## Set exercise 1:
In the listing below, transcribe exactly the lines from the one containing "Locate the metal railing" through the one containing "pixel 508 156", including both of those lines.

## Supplied passage:
Lagrange multipliers and critical points

mr.tea · Aug 17, 2016

Hi,

I have (probably) a fundamental problem understanding something related critical points and Lagrange multipliers.

As we know, if a function assumes an extreme value in an interior point of some open set, then the gradient of the function is 0.

Now, when dealing with constraint optimization using Lagrange multipliers, we also find an extreme value of the function restricted to some curve.

So why in the case of constraint optimization can't we also search for points where the gradient is 0? What am I missing here?

Thank you.

andrewkirk · Aug 17, 2016

mr.tea said:

So why in the case of constraint optimization can't we also search for points where the gradient is 0?

The answer occurs in an earlier part of your post:

mr.tea said:

if a function assumes an extreme value in an interior point of some open set, then the gradient of the function is 0

Typically, the set to which the function is constrained is not open in the domain of the function, which usually has at least one more dimension than the constraint set has. For instance a (1D) curve is not open in ##\mathbb R^2##, and a (2D) surface is not open in ##\mathbb R^3##.

Typically, the gradient of the unconstrained function is not zero at a point that is an extremum of the function confined to a surface. All that is required is that the projection of the gradient onto the surface is zero - ie that the gradient is orthogonal to the surface.

mr.tea · Aug 17, 2016

andrewkirk said:

The answer occurs in an earlier part of your post:

Typically, the set to which the function is constrained is not open in the domain of the function, which usually has at least one more dimension than the constraint set has. For instance a (1D) curve is not open in ##\mathbb R^2##, and a (2D) surface is not open in ##\mathbb R^3##.

Typically, the gradient of the unconstrained function is not zero at a point that is an extremum of the function confined to a surface. All that is required is that the projection of the gradient onto the surface is zero - ie that the gradient is orthogonal to the surface.

Do you mean, for example, that if we assume that the constraint is ##x+y-z=0## which has dimension 2, is not open in ##\mathbb R^3##? although this set is composed of the triples ##(x,y,x+y)##?

I am not sure I understand the first sentence of the second paragraph(did you mean "the gradient of the constrained..."?)

Thank you.

fresh_42 · Aug 17, 2016

mr.tea said:

Do you mean, for example, that if we assume that the constraint is ##x+y-z=0## which has dimension 2, is not open in ##\mathbb R^3##? although this set is composed of the triples ##(x,y,x+y)##?

No, the plane isn't open in ##\mathbb{R}^3##. It's even closed. However, to avoid misunderstandings, closed is not the opposite of open. The complementary of an open set is closed and vice versa. But there are sets which are neither, or both. The parametrization by ##(x,y,x+y)## even shows that, because you will leave it, as soon as you change your position a little bit in one direction leaving the others unchanged.

## Set exercise 2:
Reproduce word for word the stretch of the Lagrange multipliers thread above from "Now, when dealing" through "I missing here?".

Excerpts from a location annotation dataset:
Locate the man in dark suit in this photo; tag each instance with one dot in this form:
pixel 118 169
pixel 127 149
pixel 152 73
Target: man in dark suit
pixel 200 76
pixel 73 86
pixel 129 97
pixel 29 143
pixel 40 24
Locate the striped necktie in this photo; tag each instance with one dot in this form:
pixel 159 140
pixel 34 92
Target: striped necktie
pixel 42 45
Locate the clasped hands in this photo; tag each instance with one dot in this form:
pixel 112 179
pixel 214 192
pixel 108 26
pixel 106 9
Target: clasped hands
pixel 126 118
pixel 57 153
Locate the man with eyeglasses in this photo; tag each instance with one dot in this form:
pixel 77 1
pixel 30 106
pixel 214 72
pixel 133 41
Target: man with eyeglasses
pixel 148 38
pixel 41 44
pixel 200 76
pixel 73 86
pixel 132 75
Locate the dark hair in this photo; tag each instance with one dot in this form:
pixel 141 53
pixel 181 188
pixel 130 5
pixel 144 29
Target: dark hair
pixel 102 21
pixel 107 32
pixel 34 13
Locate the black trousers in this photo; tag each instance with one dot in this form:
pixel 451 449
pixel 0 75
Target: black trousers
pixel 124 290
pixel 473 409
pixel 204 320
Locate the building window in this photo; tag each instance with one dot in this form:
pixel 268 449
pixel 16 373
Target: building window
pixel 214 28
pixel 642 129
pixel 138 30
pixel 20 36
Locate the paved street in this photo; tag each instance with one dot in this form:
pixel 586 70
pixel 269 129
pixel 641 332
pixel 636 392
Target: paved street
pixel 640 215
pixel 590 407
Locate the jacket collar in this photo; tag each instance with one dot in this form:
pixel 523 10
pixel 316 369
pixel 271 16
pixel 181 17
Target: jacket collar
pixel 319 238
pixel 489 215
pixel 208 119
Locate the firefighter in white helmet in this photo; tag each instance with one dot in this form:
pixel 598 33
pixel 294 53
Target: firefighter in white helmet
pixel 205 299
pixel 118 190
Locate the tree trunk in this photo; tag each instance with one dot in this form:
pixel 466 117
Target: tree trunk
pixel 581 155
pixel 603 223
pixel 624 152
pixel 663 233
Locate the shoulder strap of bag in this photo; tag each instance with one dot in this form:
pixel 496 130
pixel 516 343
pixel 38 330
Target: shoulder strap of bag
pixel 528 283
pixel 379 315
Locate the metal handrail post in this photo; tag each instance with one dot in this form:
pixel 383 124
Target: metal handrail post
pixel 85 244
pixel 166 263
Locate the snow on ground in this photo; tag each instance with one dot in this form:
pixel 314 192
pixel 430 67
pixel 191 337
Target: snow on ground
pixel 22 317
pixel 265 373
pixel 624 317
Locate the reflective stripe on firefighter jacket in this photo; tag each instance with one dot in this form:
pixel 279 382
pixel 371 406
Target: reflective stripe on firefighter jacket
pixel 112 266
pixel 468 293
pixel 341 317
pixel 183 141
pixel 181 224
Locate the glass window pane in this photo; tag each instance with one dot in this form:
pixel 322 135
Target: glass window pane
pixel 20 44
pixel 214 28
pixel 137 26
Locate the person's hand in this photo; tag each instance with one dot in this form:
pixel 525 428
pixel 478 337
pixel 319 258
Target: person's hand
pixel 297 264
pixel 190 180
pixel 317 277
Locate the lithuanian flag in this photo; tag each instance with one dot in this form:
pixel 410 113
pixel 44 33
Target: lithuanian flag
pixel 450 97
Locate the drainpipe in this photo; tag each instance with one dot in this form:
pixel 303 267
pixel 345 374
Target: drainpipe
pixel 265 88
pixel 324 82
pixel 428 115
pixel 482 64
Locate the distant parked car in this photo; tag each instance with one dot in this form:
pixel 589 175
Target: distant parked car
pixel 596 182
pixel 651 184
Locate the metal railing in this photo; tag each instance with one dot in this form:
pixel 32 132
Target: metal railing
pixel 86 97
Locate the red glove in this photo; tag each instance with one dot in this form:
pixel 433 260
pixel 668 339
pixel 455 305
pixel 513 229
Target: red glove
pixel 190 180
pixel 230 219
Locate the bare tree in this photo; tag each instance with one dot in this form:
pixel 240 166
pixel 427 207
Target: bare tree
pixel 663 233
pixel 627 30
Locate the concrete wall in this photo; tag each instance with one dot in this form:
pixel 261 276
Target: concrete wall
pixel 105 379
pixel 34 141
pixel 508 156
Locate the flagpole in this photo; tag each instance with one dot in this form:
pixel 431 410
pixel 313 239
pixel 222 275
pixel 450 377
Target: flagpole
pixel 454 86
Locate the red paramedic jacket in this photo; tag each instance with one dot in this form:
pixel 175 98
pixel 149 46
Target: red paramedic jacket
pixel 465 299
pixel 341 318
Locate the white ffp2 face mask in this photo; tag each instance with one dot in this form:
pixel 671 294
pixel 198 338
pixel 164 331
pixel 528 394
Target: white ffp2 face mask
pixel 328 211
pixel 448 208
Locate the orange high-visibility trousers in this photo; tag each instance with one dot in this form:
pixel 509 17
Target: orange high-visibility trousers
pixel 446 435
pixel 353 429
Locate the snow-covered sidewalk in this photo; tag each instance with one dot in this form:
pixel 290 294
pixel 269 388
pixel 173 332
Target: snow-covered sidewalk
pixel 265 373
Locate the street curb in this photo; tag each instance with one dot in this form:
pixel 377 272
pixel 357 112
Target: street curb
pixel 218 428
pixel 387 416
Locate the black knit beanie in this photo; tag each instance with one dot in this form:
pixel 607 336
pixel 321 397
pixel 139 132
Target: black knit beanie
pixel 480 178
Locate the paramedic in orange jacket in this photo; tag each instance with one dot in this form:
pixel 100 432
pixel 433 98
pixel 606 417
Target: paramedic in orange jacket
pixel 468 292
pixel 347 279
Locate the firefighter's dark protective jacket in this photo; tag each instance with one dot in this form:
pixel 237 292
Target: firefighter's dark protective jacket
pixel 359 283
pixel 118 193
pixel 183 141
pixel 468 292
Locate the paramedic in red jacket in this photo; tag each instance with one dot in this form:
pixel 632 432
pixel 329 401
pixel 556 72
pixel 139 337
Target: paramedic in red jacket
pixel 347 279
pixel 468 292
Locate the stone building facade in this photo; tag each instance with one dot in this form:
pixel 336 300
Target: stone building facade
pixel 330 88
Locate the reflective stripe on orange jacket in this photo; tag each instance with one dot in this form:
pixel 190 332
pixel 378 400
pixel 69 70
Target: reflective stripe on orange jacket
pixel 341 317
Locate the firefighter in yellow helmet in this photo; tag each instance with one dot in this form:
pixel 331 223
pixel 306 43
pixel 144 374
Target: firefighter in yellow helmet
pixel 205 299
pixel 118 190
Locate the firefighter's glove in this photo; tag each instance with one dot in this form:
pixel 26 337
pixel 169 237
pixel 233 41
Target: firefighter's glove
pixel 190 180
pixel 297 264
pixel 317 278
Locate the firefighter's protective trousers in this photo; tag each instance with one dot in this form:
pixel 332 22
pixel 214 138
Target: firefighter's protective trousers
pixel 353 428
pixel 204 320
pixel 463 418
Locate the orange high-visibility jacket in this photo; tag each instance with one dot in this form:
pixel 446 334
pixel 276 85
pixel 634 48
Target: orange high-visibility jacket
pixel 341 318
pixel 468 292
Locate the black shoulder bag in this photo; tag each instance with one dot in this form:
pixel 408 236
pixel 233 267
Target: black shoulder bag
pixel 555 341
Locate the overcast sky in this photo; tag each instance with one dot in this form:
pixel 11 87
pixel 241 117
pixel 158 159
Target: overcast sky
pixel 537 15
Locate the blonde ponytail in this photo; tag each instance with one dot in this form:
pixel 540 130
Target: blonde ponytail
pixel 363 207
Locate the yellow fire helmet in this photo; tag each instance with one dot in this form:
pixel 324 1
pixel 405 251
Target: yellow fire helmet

## Complete output 1:
Locate the metal railing in this photo; tag each instance with one dot in this form:
pixel 32 132
Target: metal railing
pixel 86 97
Locate the red glove in this photo; tag each instance with one dot in this form:
pixel 433 260
pixel 668 339
pixel 455 305
pixel 513 229
Target: red glove
pixel 190 180
pixel 230 219
Locate the bare tree in this photo; tag each instance with one dot in this form:
pixel 240 166
pixel 427 207
Target: bare tree
pixel 663 233
pixel 627 30
Locate the concrete wall in this photo; tag each instance with one dot in this form:
pixel 261 276
Target: concrete wall
pixel 105 379
pixel 34 141
pixel 508 156

## Complete output 2:
Now, when dealing with constraint optimization using Lagrange multipliers, we also find an extreme value of the function restricted to some curve.

So why in the case of constraint optimization can't we also search for points where the gradient is 0? What am I missing here?